> [Problem requirements]:
Go through the entries below and write each one out exactly.

Start of Working data

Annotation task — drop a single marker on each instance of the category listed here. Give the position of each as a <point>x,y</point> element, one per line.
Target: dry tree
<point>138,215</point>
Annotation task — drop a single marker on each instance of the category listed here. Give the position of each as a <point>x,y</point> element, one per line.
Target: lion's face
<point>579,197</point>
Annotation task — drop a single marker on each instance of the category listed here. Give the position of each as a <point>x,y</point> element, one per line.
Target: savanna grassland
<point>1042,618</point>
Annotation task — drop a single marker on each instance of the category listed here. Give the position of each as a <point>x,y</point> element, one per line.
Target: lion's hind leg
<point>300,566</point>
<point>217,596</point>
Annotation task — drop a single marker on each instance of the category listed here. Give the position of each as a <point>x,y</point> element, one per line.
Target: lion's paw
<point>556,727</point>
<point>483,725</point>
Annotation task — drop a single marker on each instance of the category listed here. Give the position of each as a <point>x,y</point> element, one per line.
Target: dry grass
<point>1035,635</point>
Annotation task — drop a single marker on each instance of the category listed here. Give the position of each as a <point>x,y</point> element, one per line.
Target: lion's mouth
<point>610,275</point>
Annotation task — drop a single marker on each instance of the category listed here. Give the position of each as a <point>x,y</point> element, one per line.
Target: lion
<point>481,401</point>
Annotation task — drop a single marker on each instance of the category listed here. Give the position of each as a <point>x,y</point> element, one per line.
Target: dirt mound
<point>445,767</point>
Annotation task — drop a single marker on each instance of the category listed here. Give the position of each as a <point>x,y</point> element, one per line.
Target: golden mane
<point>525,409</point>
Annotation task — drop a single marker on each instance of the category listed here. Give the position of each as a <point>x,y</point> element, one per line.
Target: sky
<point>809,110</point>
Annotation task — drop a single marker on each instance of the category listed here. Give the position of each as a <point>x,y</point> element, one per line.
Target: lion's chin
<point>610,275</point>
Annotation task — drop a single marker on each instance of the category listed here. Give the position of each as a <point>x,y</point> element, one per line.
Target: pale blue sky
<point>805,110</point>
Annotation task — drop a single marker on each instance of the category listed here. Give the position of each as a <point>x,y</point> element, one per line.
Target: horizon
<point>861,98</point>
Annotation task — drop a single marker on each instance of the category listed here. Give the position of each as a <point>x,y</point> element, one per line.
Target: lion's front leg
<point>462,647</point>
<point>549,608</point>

End of Working data

> [Expected answer]:
Annotation task — drop a single marker on each instance of the category listed here. Give the position of each as a <point>x,y</point> element, one per line.
Target: dry tree
<point>138,215</point>
Annotation task — drop a single marker on each instance of the category listed here. Give the position of each as a <point>x,y</point> element, one per line.
Target: lion's face
<point>579,197</point>
Annotation task — drop a single marker on each instance of the category listed here. Give the position of each as a <point>x,y</point> element, one per line.
Target: savanna grassland
<point>1042,618</point>
Annotation task — drop a single marker on each instance of the category listed here. Give the position of each as a <point>x,y</point> element, one per line.
Target: lion's hind leg
<point>300,566</point>
<point>217,596</point>
Annotation task — drop a single marker on each instance of the category listed here. Give the position of each as a <point>x,y</point> element, one per line.
Target: lion's paw
<point>556,727</point>
<point>483,725</point>
Annotation task — drop a single marker on each instance of the category listed here. Give the position of each as a <point>x,y</point> element, one per line.
Target: dry grass
<point>1035,635</point>
Annotation task — drop a single marker on each instance of the category listed here. Give the position of each as a <point>x,y</point> element, one per line.
Target: lion's mouth
<point>610,275</point>
Annotation task — drop a single marker on each instance of the category listed here. Give the position of each as a <point>x,y</point> element, one per line.
Target: lion
<point>481,401</point>
Annotation task — drop a single marker on each instance of the category listed here. Give the position of each as a <point>x,y</point> element, one per line.
Target: dirt mound
<point>445,767</point>
Annotation task — drop a single marker on each instance of the category listed here. Give the position of each as a <point>x,y</point> element, one per line.
Target: golden mane
<point>525,409</point>
Annotation task — drop a single marker on each instance of the category listed here. Give the position of each as a <point>x,y</point> element, one per line.
Target: sky
<point>809,110</point>
Annotation task — drop a single marker on each instance of the category listed here. Give the position of each as a <point>x,y</point> element, one per line.
Target: lion's chin
<point>610,275</point>
Annotation task — drop a single marker on each instance of the category listed here. Give the position of each as a <point>x,y</point> element, one per line.
Target: pale blue sky
<point>805,110</point>
Annotation task — drop a single marker on each instance of the category listed here. Give the position of each as a <point>x,y</point> element, one per line.
Target: horizon
<point>861,98</point>
Annotation task — drop a single marker on each instance of the category listed here. Give the position of each as a <point>x,y</point> element, one per line.
Target: lion's front leg
<point>462,647</point>
<point>549,608</point>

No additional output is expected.